Challenge
Set down all of the entries word for word, omitting the images they contain.

══════

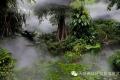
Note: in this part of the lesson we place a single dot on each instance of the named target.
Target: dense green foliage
(107, 31)
(114, 2)
(10, 19)
(115, 61)
(6, 65)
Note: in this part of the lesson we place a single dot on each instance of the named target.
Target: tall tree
(10, 19)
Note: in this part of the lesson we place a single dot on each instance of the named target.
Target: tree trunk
(62, 30)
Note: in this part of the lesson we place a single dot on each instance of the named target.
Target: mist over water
(100, 61)
(32, 58)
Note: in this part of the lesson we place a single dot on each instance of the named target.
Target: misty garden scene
(59, 39)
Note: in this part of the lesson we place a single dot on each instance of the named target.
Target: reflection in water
(32, 61)
(100, 61)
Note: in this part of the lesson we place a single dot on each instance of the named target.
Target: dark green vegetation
(6, 65)
(10, 19)
(81, 35)
(115, 61)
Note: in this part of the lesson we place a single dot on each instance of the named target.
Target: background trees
(10, 19)
(113, 2)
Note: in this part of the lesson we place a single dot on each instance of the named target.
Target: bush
(62, 71)
(6, 65)
(107, 31)
(115, 61)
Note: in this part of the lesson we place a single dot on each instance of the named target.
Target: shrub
(107, 30)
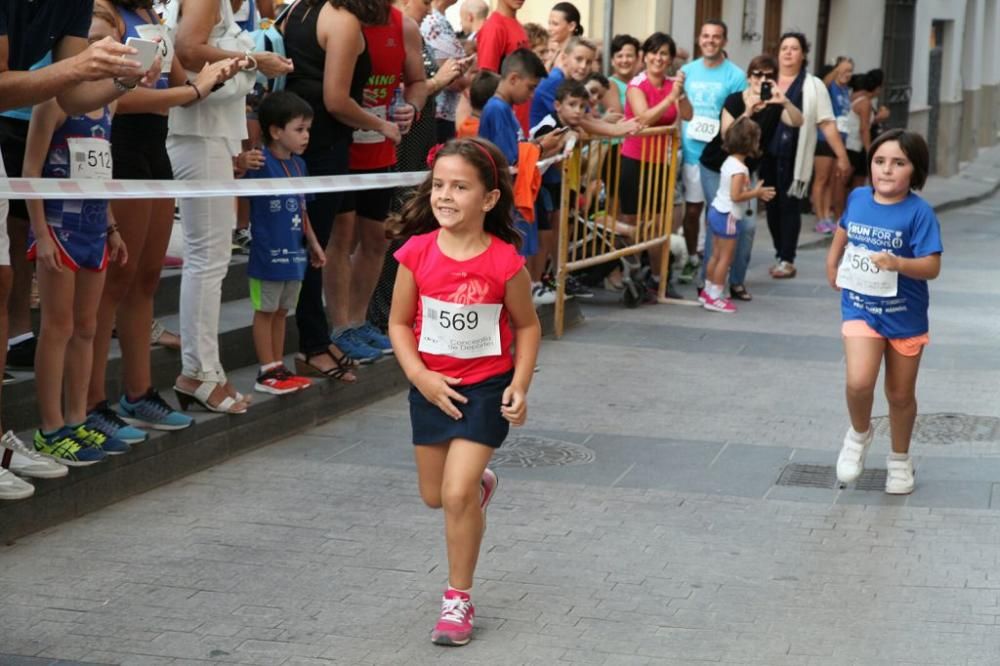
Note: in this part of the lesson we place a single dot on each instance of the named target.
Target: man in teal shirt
(708, 81)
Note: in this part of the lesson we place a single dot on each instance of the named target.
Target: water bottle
(397, 103)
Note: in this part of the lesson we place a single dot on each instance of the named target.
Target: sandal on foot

══════

Response
Note: in this part of the lesson we place a single dot on each instance of the named target.
Target: dense green foliage
(107, 31)
(114, 2)
(10, 19)
(115, 61)
(6, 65)
Note: in this part of the lesson we place a single dot on each instance of the named target.
Target: tall tree
(10, 19)
Note: in this part of the lesson we place a single dot on each instance of the named target.
Target: tree trunk
(62, 30)
Note: in this part of the lesson we place a single dot on each instance of the named target.
Target: mist over water
(100, 61)
(32, 58)
Note: in this part of the lesson we place a single dot on each instance of the named target.
Target: misty garden scene
(59, 39)
Note: in this part of the lesson we place a single dot on each instance of the named target.
Target: reflection in water
(32, 61)
(100, 61)
Note: in this part of the lesson we place a single dot on each instance of the named target.
Target: dark green vegetation
(6, 65)
(10, 19)
(81, 35)
(115, 61)
Note: in this part of the lesson we place a single dot on each instance of the named target.
Target: background trees
(10, 19)
(113, 2)
Note: in this part of the lesson we place a single dot on each instance of the named target.
Target: bush
(62, 71)
(6, 65)
(107, 31)
(115, 61)
Note: in this part of the lesson we place a single dot on each instance of the named target.
Target: shrub
(107, 30)
Note: in this part of the lesson we place a single dot on each instance of the named target.
Target: man in teal shirt
(708, 81)
Note: in this part of the lesson we place a single dot on each instance of the named target.
Target: water bottle
(397, 103)
Note: in this part of the lesson we place a single dot on each instance of the named target.
Target: sandal on foot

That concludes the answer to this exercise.